Referring expression grounding data
::::

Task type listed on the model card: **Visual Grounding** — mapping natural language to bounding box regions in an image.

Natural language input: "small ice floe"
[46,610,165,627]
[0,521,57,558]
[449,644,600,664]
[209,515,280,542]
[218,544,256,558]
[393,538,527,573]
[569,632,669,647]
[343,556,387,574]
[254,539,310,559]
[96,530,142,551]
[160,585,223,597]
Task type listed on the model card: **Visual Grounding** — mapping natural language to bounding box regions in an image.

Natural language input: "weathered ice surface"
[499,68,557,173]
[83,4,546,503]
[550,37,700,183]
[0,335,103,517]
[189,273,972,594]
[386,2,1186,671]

::::

= What is expected =
The entries above, copied exactly, form the whole answer.

= Answer =
Task type listed on the model card: **Visual Grounding** — mapping natural language to bounding box regions in an image.

Natural language input: "small ice floe"
[46,610,165,627]
[0,521,57,558]
[449,644,600,664]
[209,515,280,542]
[218,544,256,558]
[393,538,527,573]
[569,632,669,647]
[343,556,387,574]
[254,539,310,559]
[96,530,142,551]
[160,585,223,597]
Task type listed on the model card: **Visual Grounding** — mapping natural language to bounding box regions in an image.

Natural language input: "weathered ice surface"
[499,68,557,173]
[83,4,546,503]
[550,37,700,183]
[0,335,103,517]
[189,273,972,594]
[386,2,1186,671]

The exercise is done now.